直感は鍛えられる
ネコの後ろにキュウリを置くと面白いことが起きます。
キュウリに気づいたネコは、恐らくビックリしてまるでマンガのように跳び上がるでしょう。(※ストレスになるので実際にやらない方がいいですが)
なぜネコがキュウリにビックリするかといえば、キュウリをヘビだと錯覚してしまうからですね。
ネコは本能的にヘビの危険性を知っていて、「ヘビっぽい」と認識されると、それがキュウリだとしても体が勝手に反応して、ジャンプしてしまいます。
もし、これが本当にヘビかどうかを確かめていたら、ヘビに噛まれてしまうので、認識する前に体が反応するようにできているんですね。
これは人間も同じで、危険そうなものが目の前に現れたとき、それが何なのか分析する前に体が反応してしまいます。
こういった行動は無意識で行われるため、恐怖を感じてその場を離れたとしても、なぜそんなことをしたのか「言葉」で説明できません。
脳の危機管理
通常、脳内では何かを認識するためには、「目(①)」から入った情報は、情報を大雑把に処理する「視床視覚野(②)」に送られ、そこから情報を分析する「大脳皮質視覚野(③)」送られます。
そして、大脳皮質視覚野でその情報が分析された情報は、「偏桃体(④)」へ送られ、そこで体を動かすよう命令が下る。
しかし、ヘビのように危なそうなものを見た場合は、「目(①)」から「視床視覚野(②)」に送られるのですが、その情報は③を飛ばして「偏桃体(④)」へ送られ、あいまいな情報のまま体へ命令が下されてしまいます。
よって、わけも分からずとっさに体が動いてしまうんですね。
もし③で分析していたら、その間に危険に遭う可能性があるので、②で「危ないかも」と認識されたら③を飛ばすようにプログラミングされてるんですね。
こうした危機回避システムのようなものを「本能」や「直感」と言うのですが、この「本能的な直感」は経験や知識を積み重ねることで鍛えることができます。
つまり、経験や知識を積むことで、視覚や聴覚など五感で感じ取ったものに対する認識能力が格段と上がるわけです。
僕たちの社会は自然界よりも複雑で、それが危険なのか良いことなのか、瞬時で判断するのは難しい。
でも、直感を鍛えれば、そうした判断がすぐにできるようになるんですね!
直感進化論
では、なぜ経験や知識の積み重ねで直感が鍛えられるのでしょうか?

#### 与えられた行:

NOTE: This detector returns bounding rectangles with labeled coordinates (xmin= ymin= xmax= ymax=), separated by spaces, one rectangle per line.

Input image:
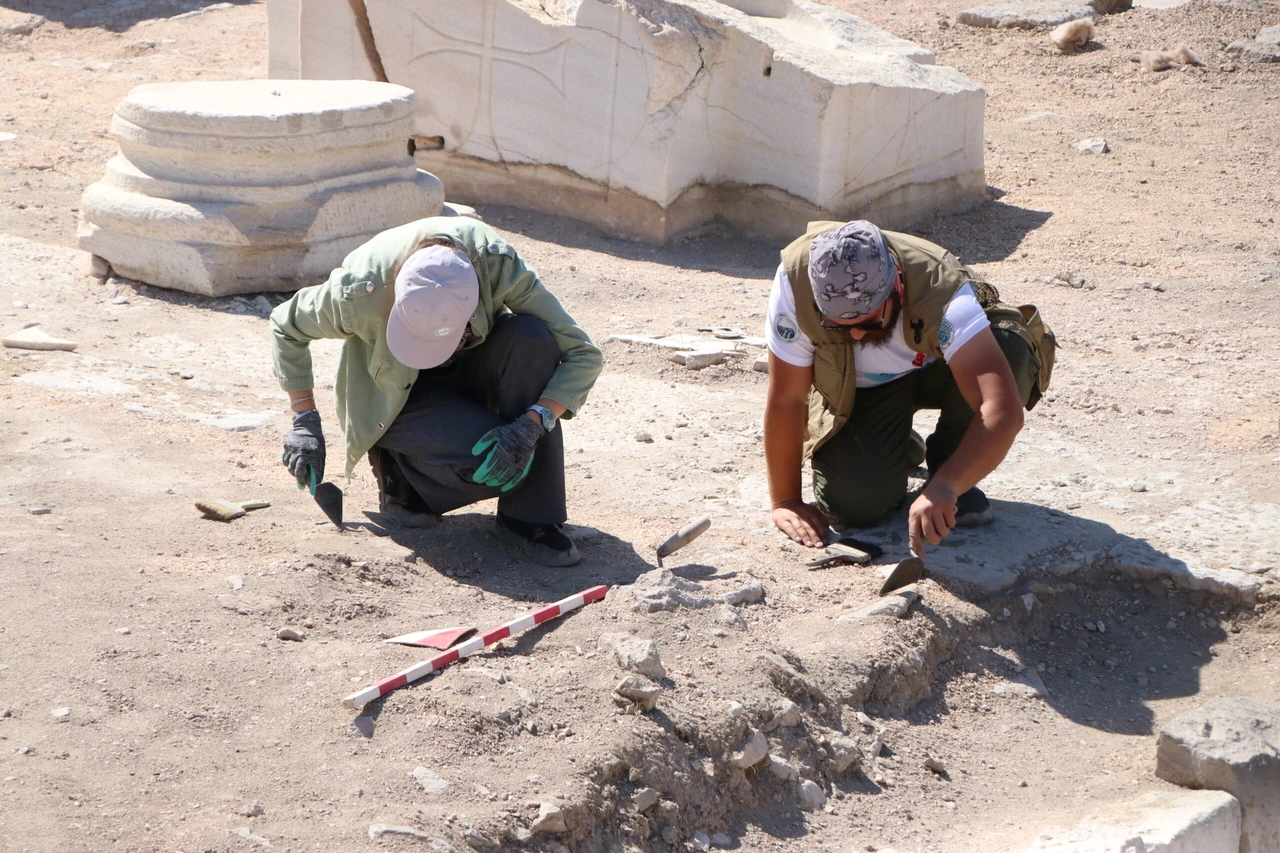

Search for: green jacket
xmin=271 ymin=216 xmax=604 ymax=478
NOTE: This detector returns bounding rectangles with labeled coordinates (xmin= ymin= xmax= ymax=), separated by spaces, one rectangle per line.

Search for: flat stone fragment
xmin=529 ymin=803 xmax=568 ymax=835
xmin=1156 ymin=698 xmax=1280 ymax=850
xmin=1027 ymin=790 xmax=1239 ymax=853
xmin=836 ymin=584 xmax=920 ymax=622
xmin=991 ymin=670 xmax=1048 ymax=699
xmin=369 ymin=824 xmax=431 ymax=841
xmin=730 ymin=731 xmax=769 ymax=770
xmin=1226 ymin=38 xmax=1280 ymax=63
xmin=796 ymin=779 xmax=827 ymax=812
xmin=77 ymin=79 xmax=444 ymax=296
xmin=600 ymin=634 xmax=667 ymax=681
xmin=0 ymin=328 xmax=79 ymax=352
xmin=410 ymin=767 xmax=453 ymax=794
xmin=268 ymin=0 xmax=986 ymax=242
xmin=956 ymin=0 xmax=1097 ymax=29
xmin=613 ymin=675 xmax=662 ymax=711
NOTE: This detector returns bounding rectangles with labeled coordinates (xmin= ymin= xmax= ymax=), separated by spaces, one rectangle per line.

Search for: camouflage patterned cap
xmin=809 ymin=219 xmax=897 ymax=320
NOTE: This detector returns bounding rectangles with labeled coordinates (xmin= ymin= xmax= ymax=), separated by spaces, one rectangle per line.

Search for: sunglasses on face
xmin=814 ymin=300 xmax=888 ymax=334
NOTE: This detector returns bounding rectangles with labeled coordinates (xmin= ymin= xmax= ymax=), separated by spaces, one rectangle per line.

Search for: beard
xmin=854 ymin=295 xmax=902 ymax=350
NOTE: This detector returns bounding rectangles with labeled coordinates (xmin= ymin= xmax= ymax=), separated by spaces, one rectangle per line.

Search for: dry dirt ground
xmin=0 ymin=0 xmax=1280 ymax=853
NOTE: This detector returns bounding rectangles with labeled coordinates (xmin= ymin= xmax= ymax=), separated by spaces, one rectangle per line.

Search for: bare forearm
xmin=764 ymin=405 xmax=809 ymax=507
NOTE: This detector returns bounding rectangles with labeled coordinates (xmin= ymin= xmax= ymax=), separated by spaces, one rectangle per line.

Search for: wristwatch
xmin=529 ymin=403 xmax=556 ymax=433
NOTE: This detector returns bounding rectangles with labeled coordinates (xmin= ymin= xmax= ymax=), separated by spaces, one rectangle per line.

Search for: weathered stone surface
xmin=268 ymin=0 xmax=986 ymax=242
xmin=77 ymin=81 xmax=444 ymax=296
xmin=836 ymin=584 xmax=920 ymax=622
xmin=956 ymin=0 xmax=1097 ymax=29
xmin=796 ymin=779 xmax=827 ymax=812
xmin=730 ymin=731 xmax=769 ymax=770
xmin=0 ymin=327 xmax=79 ymax=352
xmin=1028 ymin=790 xmax=1240 ymax=853
xmin=600 ymin=634 xmax=667 ymax=681
xmin=1156 ymin=698 xmax=1280 ymax=853
xmin=1226 ymin=37 xmax=1280 ymax=63
xmin=529 ymin=803 xmax=568 ymax=835
xmin=1107 ymin=539 xmax=1262 ymax=606
xmin=632 ymin=569 xmax=716 ymax=613
xmin=613 ymin=675 xmax=662 ymax=711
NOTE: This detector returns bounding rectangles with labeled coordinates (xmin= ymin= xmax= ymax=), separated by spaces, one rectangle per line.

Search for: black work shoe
xmin=379 ymin=500 xmax=440 ymax=528
xmin=956 ymin=485 xmax=996 ymax=528
xmin=906 ymin=429 xmax=924 ymax=467
xmin=493 ymin=515 xmax=582 ymax=566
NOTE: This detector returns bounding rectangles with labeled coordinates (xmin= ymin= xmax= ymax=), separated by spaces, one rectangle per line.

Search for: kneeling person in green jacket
xmin=271 ymin=216 xmax=603 ymax=566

#### 作業指示:
本文を「ネコは本能的にヘビの危険性を」を含む箇所から「で体を動かすよう命令が下る。」の後まで書き写し、その際「ネコ」を「イヌ」に置き換えてください。

#### 解答:
イヌは本能的にヘビの危険性を知っていて、「ヘビっぽい」と認識されると、それがキュウリだとしても体が勝手に反応して、ジャンプしてしまいます。
もし、これが本当にヘビかどうかを確かめていたら、ヘビに噛まれてしまうので、認識する前に体が反応するようにできているんですね。
これは人間も同じで、危険そうなものが目の前に現れたとき、それが何なのか分析する前に体が反応してしまいます。
こういった行動は無意識で行われるため、恐怖を感じてその場を離れたとしても、なぜそんなことをしたのか「言葉」で説明できません。
脳の危機管理
通常、脳内では何かを認識するためには、「目(①)」から入った情報は、情報を大雑把に処理する「視床視覚野(②)」に送られ、そこから情報を分析する「大脳皮質視覚野(③)」送られます。
そして、大脳皮質視覚野でその情報が分析された情報は、「偏桃体(④)」へ送られ、そこで体を動かすよう命令が下る。